Listed records -
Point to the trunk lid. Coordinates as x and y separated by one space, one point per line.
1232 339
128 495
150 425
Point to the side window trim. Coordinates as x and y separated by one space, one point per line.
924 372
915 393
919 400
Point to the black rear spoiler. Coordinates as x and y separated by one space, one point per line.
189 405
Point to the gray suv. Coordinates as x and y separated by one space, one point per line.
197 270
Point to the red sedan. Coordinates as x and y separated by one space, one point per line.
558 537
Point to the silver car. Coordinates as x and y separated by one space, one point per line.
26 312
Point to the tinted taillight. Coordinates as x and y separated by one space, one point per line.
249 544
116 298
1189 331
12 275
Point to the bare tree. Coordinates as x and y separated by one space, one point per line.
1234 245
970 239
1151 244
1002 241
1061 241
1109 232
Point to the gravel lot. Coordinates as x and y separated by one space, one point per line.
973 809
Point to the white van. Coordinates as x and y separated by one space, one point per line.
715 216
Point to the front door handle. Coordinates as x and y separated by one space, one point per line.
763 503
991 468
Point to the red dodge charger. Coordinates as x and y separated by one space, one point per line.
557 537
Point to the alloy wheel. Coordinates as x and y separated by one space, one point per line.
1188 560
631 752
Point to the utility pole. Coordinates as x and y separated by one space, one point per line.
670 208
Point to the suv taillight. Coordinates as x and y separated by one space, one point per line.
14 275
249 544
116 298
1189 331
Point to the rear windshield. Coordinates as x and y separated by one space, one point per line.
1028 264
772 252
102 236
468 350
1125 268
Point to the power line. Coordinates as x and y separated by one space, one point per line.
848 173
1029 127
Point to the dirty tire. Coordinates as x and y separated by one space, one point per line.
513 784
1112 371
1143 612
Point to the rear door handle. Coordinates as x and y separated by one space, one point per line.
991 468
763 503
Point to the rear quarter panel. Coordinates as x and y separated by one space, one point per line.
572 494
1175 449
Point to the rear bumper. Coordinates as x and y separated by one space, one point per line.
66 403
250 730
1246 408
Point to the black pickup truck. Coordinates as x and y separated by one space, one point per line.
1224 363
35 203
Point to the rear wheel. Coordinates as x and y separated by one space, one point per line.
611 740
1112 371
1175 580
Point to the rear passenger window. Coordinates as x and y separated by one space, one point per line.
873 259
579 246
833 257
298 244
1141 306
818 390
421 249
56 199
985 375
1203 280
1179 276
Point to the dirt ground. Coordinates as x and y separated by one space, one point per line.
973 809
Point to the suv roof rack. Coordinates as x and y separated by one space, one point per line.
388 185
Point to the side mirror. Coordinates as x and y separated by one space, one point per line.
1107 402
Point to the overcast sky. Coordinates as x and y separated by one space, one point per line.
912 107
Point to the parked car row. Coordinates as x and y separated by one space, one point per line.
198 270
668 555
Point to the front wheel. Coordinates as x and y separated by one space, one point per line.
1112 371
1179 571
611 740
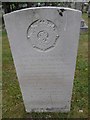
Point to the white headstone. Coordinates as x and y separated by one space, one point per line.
44 44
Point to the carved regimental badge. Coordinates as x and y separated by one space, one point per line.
43 34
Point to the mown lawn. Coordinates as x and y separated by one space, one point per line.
13 106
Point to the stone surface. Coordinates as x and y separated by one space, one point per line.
44 43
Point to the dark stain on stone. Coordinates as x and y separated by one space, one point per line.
60 11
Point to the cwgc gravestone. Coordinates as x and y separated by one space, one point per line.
44 43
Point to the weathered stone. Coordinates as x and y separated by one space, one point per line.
44 44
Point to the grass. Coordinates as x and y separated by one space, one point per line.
13 106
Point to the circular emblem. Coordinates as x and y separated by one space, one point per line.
43 34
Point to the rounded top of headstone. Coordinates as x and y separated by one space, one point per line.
45 7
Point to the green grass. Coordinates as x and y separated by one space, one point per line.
13 106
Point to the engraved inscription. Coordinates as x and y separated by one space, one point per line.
43 34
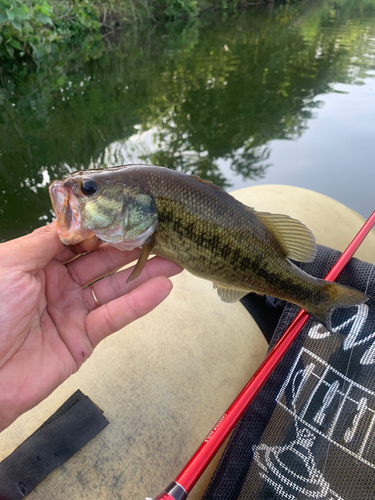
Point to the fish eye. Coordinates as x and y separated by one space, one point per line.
89 187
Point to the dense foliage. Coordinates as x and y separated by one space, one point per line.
36 28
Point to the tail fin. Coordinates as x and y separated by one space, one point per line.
337 296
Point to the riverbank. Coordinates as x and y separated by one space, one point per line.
33 29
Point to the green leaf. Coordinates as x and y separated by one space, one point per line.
10 14
20 12
15 43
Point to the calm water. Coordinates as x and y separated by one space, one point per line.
282 94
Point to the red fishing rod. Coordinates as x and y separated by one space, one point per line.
184 482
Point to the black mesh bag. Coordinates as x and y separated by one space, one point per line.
310 432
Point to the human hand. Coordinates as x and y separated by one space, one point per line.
50 323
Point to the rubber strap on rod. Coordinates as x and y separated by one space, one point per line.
72 426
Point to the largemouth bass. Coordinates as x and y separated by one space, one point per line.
201 227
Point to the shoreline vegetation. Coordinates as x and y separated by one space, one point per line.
33 29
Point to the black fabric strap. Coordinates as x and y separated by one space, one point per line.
72 426
266 312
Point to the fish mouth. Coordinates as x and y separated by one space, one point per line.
66 206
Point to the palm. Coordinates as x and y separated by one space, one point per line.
50 324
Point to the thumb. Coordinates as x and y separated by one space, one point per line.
33 251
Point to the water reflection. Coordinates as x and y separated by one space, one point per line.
215 93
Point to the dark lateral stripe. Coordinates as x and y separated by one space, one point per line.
72 426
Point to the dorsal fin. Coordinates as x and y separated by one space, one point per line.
297 240
208 183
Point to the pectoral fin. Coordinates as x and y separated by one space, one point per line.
145 252
229 294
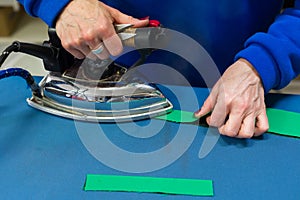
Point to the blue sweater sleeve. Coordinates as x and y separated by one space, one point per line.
276 54
44 9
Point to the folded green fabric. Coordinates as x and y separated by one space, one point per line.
284 122
281 122
96 182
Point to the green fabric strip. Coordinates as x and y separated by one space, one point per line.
284 122
280 121
179 116
148 184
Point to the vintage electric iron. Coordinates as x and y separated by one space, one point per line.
91 89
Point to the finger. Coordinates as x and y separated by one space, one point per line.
113 44
219 113
247 127
262 124
207 107
233 124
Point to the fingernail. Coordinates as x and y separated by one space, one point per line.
145 18
197 113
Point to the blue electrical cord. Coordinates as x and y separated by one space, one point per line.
25 75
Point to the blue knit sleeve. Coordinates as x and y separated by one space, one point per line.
44 9
276 54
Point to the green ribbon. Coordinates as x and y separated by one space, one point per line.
280 121
96 182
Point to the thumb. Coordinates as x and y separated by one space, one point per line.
122 18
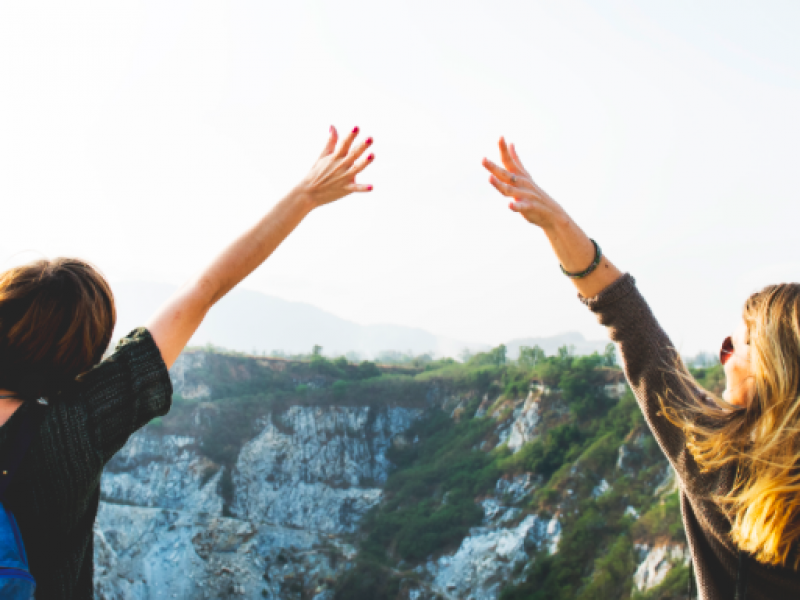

Direction -
Rewrite everything from the line containing "Point to the green ribbon." down to the end of the data as a JSON list of strings, one string per line, leaving out blank lines and pictures.

Solved exercise -
[
  "Point to the green ribbon. Coordinates as x and y separated by one space, one point per line.",
  "280 121",
  "96 182",
  "Point to the thumb. Coordinates as x and y separated by one space, one point per line.",
  "122 18"
]